#### [Page]
— begin —

WASHINGTON — While iconoclastic directors like Tim Burton and John Waters grew up imagining Vincent Price was their friend, Victoria Price called him “dad.”
And as it turns out, the man who so convincingly played sorcerers, rakes, monsters, homicidal maniacs — even death itself — was to her, the biggest hero there was.
“He was a loving, kind, generous, funny, totally un-scary man,” Victoria told WTOP of her late father, who died exactly 23 years ago on Oct. 25, 1993 at age 82. “We were really close. I was a daddy’s girl.”
Fans of classic films, especially those of the “fright night” variety, think of Price as a series of well-played characters. His incomparable voice — a rich mixture of debonair, playful, devilish and foreboding — was his signature; his angular face and tall frame evoking characters forever associated with dark dungeons, lonely castles and crypts.
But for Victoria, who was born in 1962 when Price was 51 and well into his horror heyday, her dad was much more than a “titan of terror.” When she was nearly 10, he played Dr. Hubert Whitehead, the paranoid archaeologist who captures Greg, Peter and Bobby Brady and ties them up in his cave during the “Brady Bunch Goes to Hawaii“ two-part TV special in 1972. That was more her speed.

— end —

#### [Recorded information]

— begin —

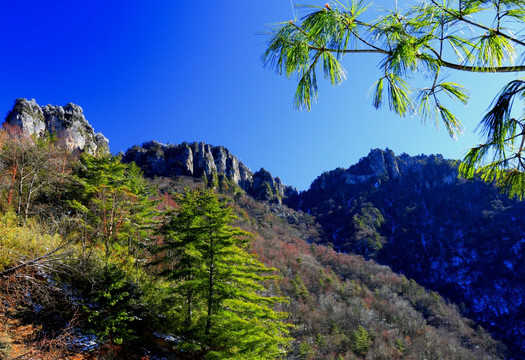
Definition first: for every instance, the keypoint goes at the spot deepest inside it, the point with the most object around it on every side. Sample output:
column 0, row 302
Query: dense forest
column 99, row 262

— end —

#### [To do]
1. In the Vincent Price passage, restate word for word the part that opens with the words containing "But for Victoria, who" and closes with "more her speed.".
2. What character did Price play in the 1972 "Brady Bunch Goes to Hawaii" special, according to the Vincent Price passage?
3. Summarize the Vincent Price passage in two sentences.
The material plays no part in this work.

#### [Full solutions]
1.
But for Victoria, who was born in 1962 when Price was 51 and well into his horror heyday, her dad was much more than a “titan of terror.” When she was nearly 10, he played Dr. Hubert Whitehead, the paranoid archaeologist who captures Greg, Peter and Bobby Brady and ties them up in his cave during the “Brady Bunch Goes to Hawaii“ two-part TV special in 1972. That was more her speed.

2. Dr. Hubert Whitehead, the paranoid archaeologist who captures Greg, Peter and Bobby Brady.

3. Victoria Price describes her father, Vincent Price, who died on Oct. 25, 1993 at age 82, as a loving, kind, funny and totally un-scary man to whom she was very close. Fans know him for his signature voice and horror roles, but to Victoria he was much more than a "titan of terror," and his 1972 turn as a villain in a "Brady Bunch" special was more her speed.